The NBA six years ago literally put the ball in point guards’ hands.
Frustrated the league had evolved into a physical, plodding game, a major rule change abolished hand-checking above the free-throw line.
"The game has changed big-time,” said Dallas point guard Jason Kidd. "When I came in you could hand check and hold a little bit. You could definitely be more physical with the ball-handler. Now if you just touch them it’s a foul. It definitely gives quicker guys an advantage.”
New Orleans rookie point guard Darren Collison, who plays the Thunder tonight in the Ford Center, is a perfect example how the rule change has benefitted quick point guards.
Collison has averaged 20.7 points and 9.8 assists since taking over for All-Star point guard Chris Paul underwent arthroscopic knee surgery five weeks ago.
"You see some of the younger point guards that don’t have the bulky body be successful,” said Suns coach Alvin Gentry. "What it’s done is allow the athletic guys to use their athletic ability.
"In the past, guys like Quinn Buckner, Derek Harper and Nate McMillan would put their hands on you and pretty much guide you where they wanted you to go.”
It’s no coincidence the first two years after the rule change Suns point guard Steve Nash won the next two MVP awards in 2005 and 2006.
Nash’s stats before and after the rule change are dramatically different.
Before perimeter hand-checking was prohibited, Nash averaged 12.5 points and 6.0 assists.
The past six seasons, Nash has averaged 17.2 points and 11.0 assists.
"The game favors the perimeter player and the quicker players,” said Hall of Famer Larry Bird, the Indiana Pacers president. "I really don’t know how they can be guarded. What I do know is it’s a different game than when I played.”
NBA general managers are drafting accordingly.

★ ★ ★

| WORK INSTRUCTIONS |
(a) Copy the stretch from "The NBA six" through "quick point guards." from the article on the NBA's hand-checking rule change, word for word.
(b) According to the article on the NBA's hand-checking rule change, how many points and assists did Steve Nash average before perimeter hand-checking was prohibited?

| DATA SHOWN |
★ ★ ★

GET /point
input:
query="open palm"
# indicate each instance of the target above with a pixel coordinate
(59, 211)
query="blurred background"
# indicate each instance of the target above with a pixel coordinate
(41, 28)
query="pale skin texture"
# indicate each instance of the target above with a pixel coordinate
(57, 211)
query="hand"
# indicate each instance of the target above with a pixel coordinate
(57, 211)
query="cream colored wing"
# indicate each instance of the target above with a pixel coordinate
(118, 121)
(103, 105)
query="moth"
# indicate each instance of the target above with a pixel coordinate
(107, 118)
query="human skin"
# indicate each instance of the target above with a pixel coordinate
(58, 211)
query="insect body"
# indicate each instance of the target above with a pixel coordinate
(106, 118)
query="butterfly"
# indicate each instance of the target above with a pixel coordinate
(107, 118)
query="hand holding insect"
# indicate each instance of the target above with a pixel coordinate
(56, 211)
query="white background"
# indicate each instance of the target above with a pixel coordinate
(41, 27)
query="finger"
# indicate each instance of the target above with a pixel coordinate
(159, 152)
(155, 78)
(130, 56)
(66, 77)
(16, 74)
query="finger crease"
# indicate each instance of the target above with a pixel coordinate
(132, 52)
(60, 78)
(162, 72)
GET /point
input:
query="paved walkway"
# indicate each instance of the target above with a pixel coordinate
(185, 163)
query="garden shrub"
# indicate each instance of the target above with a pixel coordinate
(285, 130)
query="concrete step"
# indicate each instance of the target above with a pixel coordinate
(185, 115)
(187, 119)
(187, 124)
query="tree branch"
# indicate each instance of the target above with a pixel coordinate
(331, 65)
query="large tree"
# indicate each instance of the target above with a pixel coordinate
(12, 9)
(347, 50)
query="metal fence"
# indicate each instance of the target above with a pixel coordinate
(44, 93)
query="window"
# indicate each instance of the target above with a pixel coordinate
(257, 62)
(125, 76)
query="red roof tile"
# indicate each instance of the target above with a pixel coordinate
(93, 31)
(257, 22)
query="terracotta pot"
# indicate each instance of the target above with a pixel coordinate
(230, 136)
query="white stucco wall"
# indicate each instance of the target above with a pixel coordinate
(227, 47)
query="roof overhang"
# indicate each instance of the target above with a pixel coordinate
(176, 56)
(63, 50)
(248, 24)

★ ★ ★

| SET OF ANSWERS |
(a)
The NBA six years ago literally put the ball in point guards’ hands.
Frustrated the league had evolved into a physical, plodding game, a major rule change abolished hand-checking above the free-throw line.
"The game has changed big-time,” said Dallas point guard Jason Kidd. "When I came in you could hand check and hold a little bit. You could definitely be more physical with the ball-handler. Now if you just touch them it’s a foul. It definitely gives quicker guys an advantage.”
New Orleans rookie point guard Darren Collison, who plays the Thunder tonight in the Ford Center, is a perfect example how the rule change has benefitted quick point guards.

(b) 12.5 points and 6.0 assists.